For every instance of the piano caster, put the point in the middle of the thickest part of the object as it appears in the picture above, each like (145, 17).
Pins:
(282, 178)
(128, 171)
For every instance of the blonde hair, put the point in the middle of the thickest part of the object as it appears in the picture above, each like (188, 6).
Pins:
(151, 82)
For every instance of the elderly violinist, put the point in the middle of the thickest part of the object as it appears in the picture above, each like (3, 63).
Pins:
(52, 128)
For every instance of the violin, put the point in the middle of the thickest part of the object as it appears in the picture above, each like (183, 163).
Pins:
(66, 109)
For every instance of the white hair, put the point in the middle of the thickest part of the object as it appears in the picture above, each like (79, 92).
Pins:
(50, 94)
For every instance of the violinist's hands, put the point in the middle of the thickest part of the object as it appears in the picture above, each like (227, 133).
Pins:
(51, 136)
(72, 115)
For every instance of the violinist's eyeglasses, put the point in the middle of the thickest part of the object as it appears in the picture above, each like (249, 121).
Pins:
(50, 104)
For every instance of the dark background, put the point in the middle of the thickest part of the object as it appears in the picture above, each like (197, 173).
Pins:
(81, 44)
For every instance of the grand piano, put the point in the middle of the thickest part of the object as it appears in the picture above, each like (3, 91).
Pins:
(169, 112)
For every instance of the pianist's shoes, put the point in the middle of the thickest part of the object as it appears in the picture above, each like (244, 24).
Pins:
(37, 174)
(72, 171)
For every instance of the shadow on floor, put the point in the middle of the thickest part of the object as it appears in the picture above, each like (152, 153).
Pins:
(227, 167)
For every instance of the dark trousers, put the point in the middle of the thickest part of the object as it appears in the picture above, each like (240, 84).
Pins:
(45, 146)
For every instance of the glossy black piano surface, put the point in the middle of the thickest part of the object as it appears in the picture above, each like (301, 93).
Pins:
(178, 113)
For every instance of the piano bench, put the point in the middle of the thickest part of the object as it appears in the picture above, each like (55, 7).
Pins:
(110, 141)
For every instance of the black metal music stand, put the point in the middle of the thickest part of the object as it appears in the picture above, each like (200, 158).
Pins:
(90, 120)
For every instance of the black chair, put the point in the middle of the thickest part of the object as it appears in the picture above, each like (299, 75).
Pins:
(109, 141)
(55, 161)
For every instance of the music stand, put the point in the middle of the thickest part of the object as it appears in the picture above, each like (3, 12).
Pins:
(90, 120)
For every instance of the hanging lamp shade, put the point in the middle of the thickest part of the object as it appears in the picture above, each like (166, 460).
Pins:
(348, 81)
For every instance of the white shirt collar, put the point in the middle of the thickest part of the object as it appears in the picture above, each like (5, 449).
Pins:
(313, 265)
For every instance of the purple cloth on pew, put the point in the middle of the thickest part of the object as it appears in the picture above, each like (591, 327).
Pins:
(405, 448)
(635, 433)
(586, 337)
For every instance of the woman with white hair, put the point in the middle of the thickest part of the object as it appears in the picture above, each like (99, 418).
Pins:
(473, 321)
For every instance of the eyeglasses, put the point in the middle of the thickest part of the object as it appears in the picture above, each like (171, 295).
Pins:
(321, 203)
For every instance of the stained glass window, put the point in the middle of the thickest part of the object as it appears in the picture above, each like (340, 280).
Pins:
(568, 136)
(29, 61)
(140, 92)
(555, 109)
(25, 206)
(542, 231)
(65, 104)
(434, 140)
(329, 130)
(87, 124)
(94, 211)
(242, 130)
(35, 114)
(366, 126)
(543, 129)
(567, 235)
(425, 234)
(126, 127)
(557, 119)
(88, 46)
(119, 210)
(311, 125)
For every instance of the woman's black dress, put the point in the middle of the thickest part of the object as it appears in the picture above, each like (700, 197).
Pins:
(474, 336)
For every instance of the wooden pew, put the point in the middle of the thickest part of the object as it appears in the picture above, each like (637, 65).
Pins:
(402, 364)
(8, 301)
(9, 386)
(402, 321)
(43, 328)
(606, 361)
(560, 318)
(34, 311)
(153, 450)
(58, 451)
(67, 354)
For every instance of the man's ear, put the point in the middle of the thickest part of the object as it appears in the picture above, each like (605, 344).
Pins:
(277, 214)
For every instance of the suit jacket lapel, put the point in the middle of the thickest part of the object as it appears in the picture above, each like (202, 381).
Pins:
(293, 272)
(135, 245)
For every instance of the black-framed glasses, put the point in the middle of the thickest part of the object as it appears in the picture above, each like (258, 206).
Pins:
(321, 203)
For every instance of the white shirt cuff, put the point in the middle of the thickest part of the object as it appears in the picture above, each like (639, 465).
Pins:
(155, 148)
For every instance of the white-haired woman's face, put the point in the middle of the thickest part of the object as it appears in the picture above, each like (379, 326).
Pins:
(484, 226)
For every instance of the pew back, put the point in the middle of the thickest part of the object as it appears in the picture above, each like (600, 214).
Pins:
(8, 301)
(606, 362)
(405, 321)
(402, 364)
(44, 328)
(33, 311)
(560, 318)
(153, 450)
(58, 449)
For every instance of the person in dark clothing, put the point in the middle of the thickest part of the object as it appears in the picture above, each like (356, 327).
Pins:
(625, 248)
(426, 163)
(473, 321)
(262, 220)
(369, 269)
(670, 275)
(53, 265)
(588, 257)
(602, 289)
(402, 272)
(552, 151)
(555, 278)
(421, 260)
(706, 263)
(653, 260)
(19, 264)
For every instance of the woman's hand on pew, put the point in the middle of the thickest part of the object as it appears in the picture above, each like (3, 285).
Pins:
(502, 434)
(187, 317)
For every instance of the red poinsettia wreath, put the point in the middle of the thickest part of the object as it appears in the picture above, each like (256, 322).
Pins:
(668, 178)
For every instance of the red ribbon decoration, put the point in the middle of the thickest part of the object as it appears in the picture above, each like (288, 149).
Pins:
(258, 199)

§ Task requirements: Each entry above is to be quoted exactly.

§ Written response:
For every instance of the piano caster, put the point in the middle of the thickest part of the object as it appears in the picture above, each like (145, 17).
Pins:
(282, 178)
(128, 171)
For every instance of the blonde hair, put the point in the middle of the thickest part of the object as it appears in the picture above, each like (188, 6).
Pins:
(151, 82)
For every instance of the elderly violinist, put the point in the middle of the thickest part of the object as it appears in the picture above, each like (3, 63).
Pins:
(52, 128)
For every instance of the violin, put the point in the middle of the thickest part of the object as it appears in the picture above, each like (183, 163).
Pins:
(66, 109)
For every instance of the white hair, put the point in the middle of the thickest part of the object as it appears in the picture above, each like (79, 92).
Pins:
(50, 94)
For every instance of the violinist's hands, put the point in the middle of the thickest part of the object as it appears in the picture above, each like (227, 133).
Pins:
(51, 136)
(72, 115)
For every instance of the violinist's eyeglasses, put the point in the middle of the thickest part of the object as it appears in the picture above, each like (249, 121).
Pins:
(50, 104)
For every instance of the dark background, put the point in the middle of the thickest part of the object as it appears in the picture above, each like (197, 173).
Pins:
(81, 44)
For every instance of the grand piano, put the point in the middle of the thickest part of the object as it appears in the picture above, each like (3, 91).
Pins:
(169, 112)
For every instance of the pianist's shoes, put the point in the middle of the thickest part of the object as it appears in the picture above, each like (244, 24).
Pins:
(37, 174)
(72, 171)
For every instance of the shadow on floor, put the point in the middle of the thickest part of the object as it appears in the picture above, each like (152, 153).
Pins:
(227, 167)
For every instance of the dark trousers, put the point in the middle of the thickest part of the object as it appears in the picture above, each like (240, 84).
Pins:
(45, 146)
For every instance of the glossy black piano surface, put the point in the middle of the thickest part of the object as it appears in the picture above, each like (301, 93).
Pins:
(178, 113)
For every instance of the piano bench, put the point in the middle of the thickest part of the object as it appears in the picture above, each like (55, 7).
Pins:
(110, 141)
For every instance of the black metal music stand, put the point in the middle of the thickest part of the object as it appears in the picture above, each like (200, 158).
Pins:
(90, 120)
For every instance of the black chair, put the point in the middle of the thickest part of the object as it appears in the picture above, each like (299, 75).
Pins:
(109, 141)
(55, 161)
For every instance of the music stand, put the point in the middle of the thickest part of the object as it appears in the picture above, each like (3, 12).
Pins:
(90, 120)
For every instance of the hanging lamp shade, put the point in the middle of the thickest part of the object as it appears in the picture above, each like (166, 460).
Pins:
(348, 81)
For every instance of the white shirt collar, put the point in the middle of the thickest part of the object as it appears in the picture above, each like (5, 449).
Pins:
(313, 265)
For every instance of the purple cloth on pew, put the point in the middle of the thickest part of the object as it appears in the picture above, each like (591, 327).
Pins:
(405, 448)
(635, 433)
(586, 337)
For every instance of the woman with white hair, put the point in the middle of the thickest part of the object as it appears in the picture above, each like (99, 418).
Pins:
(473, 321)
For every instance of the eyeglasses, put the point in the middle of the thickest part of the object as it appears in the picture above, each like (171, 295).
Pins:
(321, 203)
For every instance of the stained glass window, put the point in the middle of the thickest part of the object as it appears in the picture above, each like (340, 280).
Pins:
(568, 136)
(29, 61)
(140, 92)
(555, 109)
(25, 206)
(542, 231)
(65, 104)
(434, 140)
(329, 130)
(87, 124)
(94, 211)
(242, 130)
(35, 114)
(366, 126)
(543, 129)
(567, 235)
(425, 234)
(126, 127)
(557, 119)
(88, 46)
(119, 210)
(311, 125)
For every instance of the woman's black dress, put the point in the middle of the thickest part of the object as it appears in the picture above, each like (700, 197).
Pins:
(474, 336)
For every instance of the wooden pew, put the point in the middle of the thickest part of the object as it appears in the picture above, each like (637, 65).
Pins:
(402, 364)
(8, 301)
(9, 386)
(402, 321)
(43, 328)
(606, 361)
(560, 318)
(34, 311)
(153, 450)
(58, 451)
(67, 354)
For every instance of the man's ear, put the point in the middle of the thickest part of the object as it appears in the picture above, each like (605, 344).
Pins:
(277, 214)
For every instance of the suit jacket lapel, put the point in the middle of the thickest part of the object as it appears in the picture above, each like (202, 381).
Pins:
(293, 272)
(135, 245)
For every instance of the black-framed glasses, put the point in the middle of the thickest part of the object as it appears in the picture above, each like (258, 206).
Pins:
(321, 203)
For every instance of the white shirt cuff, put the point in the middle of the thickest part of the object as it appears in the picture above, each like (639, 465).
Pins:
(155, 148)
For every instance of the white-haired woman's face, put the point in the middle of the thickest part of the object as it appears in the picture above, each like (379, 326).
Pins:
(484, 226)
For every instance of the pew back, put the point in the middle of the thickest part of the object as it appears in the picture above, each like (600, 214).
Pins:
(8, 301)
(606, 362)
(405, 321)
(402, 364)
(44, 328)
(33, 311)
(560, 318)
(153, 450)
(58, 449)
For every instance of the person in dark clothing, put the point in the middle of the thickest part of the object as it appears in the picture above, each like (356, 327).
Pins:
(625, 248)
(426, 163)
(473, 321)
(262, 220)
(369, 269)
(670, 275)
(53, 265)
(588, 257)
(602, 289)
(402, 272)
(552, 151)
(555, 278)
(421, 260)
(706, 263)
(653, 260)
(19, 264)
For every instance of the woman's hand on pew, put the point in the middle of the thickest part of the object as it appears in the picture above, each like (3, 285).
Pins:
(502, 434)
(187, 317)
For every instance of the red poinsettia wreath, put the point in the middle of the thickest part of the object as it appears in the picture above, each like (256, 322).
Pins:
(668, 178)
For every instance of the red ribbon decoration, put the point in the middle of the thickest part of the object as it appears in the picture above, each like (288, 149).
Pins:
(258, 199)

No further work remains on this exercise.